__WHAT IS EXPECTED__.
For each statement, say whether it agrees with the text on American jobs, answering yes or no and quoting the deciding words of the text exactly. (a) The text names the question of jobs as the most pressing of the Big Five questions facing America. (b) The text says the jobs replacing lost ones are usually better paid. (c) The text says clerical work is still done more economically by trained people than by computers.

__TEXT SECTION__.
The "glorious
old days of 9 to 5 at GM", may be gone forever
Of the Big Five questions facing
America today, the most pressing and urgent is the question of jobs. This is more
than the problem of recovering from the last economic slump; it is more than
the impact of globalization and automation on manufacturing jobs. The American
economy is shedding jobs, especially long-term, well-paying jobs with good
benefits, and the jobs that replace them are often less secure and less well
paid. The relentless transformation of the American labor market is changing
the nature of American life, calling into question some of the basic
assumptions and building blocks of the last fifty years, and generating a
complex mix of political and social pressures that will shake the country to
its foundations.
Essentially,
the problem is this: automation and IT are moving routine processing, whether
that being processed is information or matter, out of the realm of human work
and into the realm of machines. Factory floors are increasingly automated
places where fewer and fewer human beings are needed to transform raw materials
into finished products; clerical work and many forms of mass employment in
business, government and management are also increasingly performed more
economically by computers than by trained human beings.

__DATA FOR REVIEW__.

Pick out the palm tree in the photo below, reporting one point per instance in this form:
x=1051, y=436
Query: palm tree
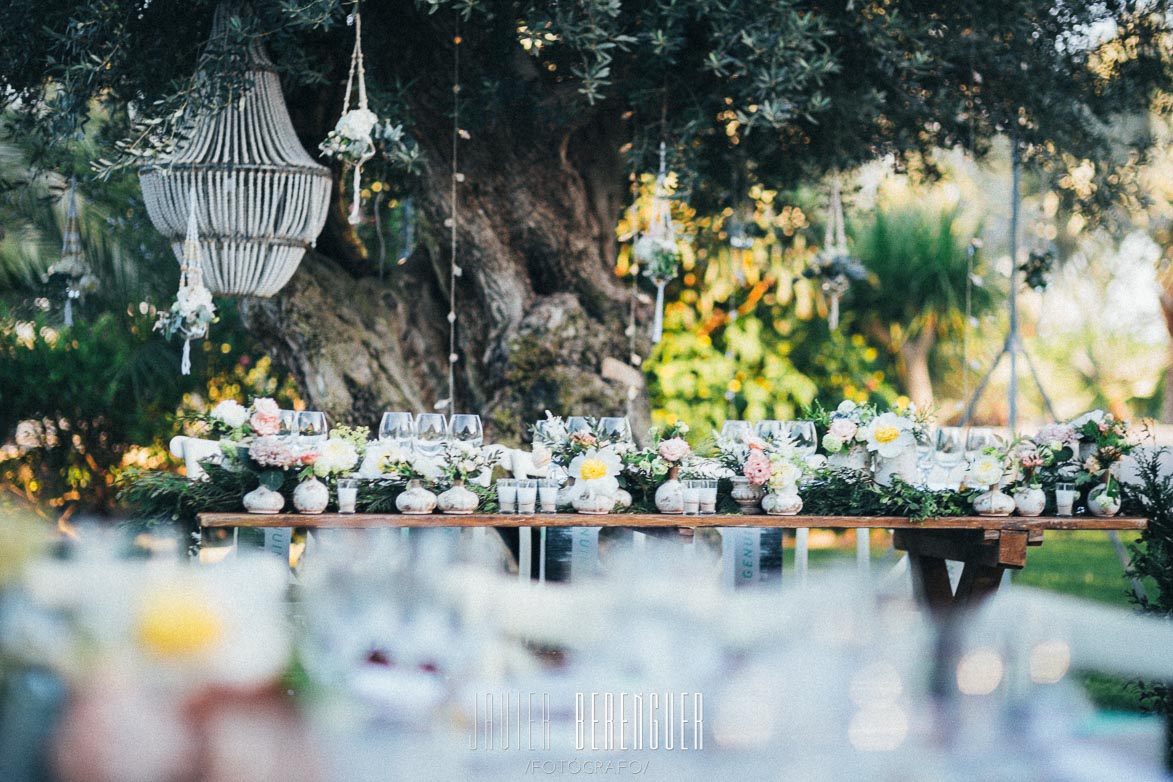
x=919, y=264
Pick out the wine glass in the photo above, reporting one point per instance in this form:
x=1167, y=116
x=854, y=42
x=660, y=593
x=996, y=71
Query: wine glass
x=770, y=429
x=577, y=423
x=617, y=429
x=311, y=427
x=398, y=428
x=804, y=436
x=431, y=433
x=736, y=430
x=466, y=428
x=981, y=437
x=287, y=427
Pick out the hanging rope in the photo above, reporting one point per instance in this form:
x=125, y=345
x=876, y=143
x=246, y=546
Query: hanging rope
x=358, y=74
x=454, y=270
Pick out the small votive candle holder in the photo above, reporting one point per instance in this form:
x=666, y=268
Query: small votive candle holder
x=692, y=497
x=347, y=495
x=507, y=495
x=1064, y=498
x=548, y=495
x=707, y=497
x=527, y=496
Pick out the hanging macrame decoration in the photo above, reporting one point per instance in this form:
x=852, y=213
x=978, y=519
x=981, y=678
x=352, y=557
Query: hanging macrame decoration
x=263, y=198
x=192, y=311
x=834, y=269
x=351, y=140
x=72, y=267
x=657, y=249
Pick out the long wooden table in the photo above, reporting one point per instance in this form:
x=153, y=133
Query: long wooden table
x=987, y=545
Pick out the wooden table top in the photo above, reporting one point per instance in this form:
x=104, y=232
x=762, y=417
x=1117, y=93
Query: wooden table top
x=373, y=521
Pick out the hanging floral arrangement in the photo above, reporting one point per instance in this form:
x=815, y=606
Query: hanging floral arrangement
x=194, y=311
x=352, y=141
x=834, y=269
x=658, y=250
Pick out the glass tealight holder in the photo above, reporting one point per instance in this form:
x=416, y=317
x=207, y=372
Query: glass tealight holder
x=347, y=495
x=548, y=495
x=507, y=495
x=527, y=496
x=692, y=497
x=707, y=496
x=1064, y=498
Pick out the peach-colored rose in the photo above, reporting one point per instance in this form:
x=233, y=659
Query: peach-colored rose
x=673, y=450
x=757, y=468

__TASK ANSWER__.
(a) Yes: "the most pressing and urgent is the question of jobs"
(b) No: "the jobs that replace them are often less secure and less well paid"
(c) No: "increasingly performed more economically by computers than by trained human beings"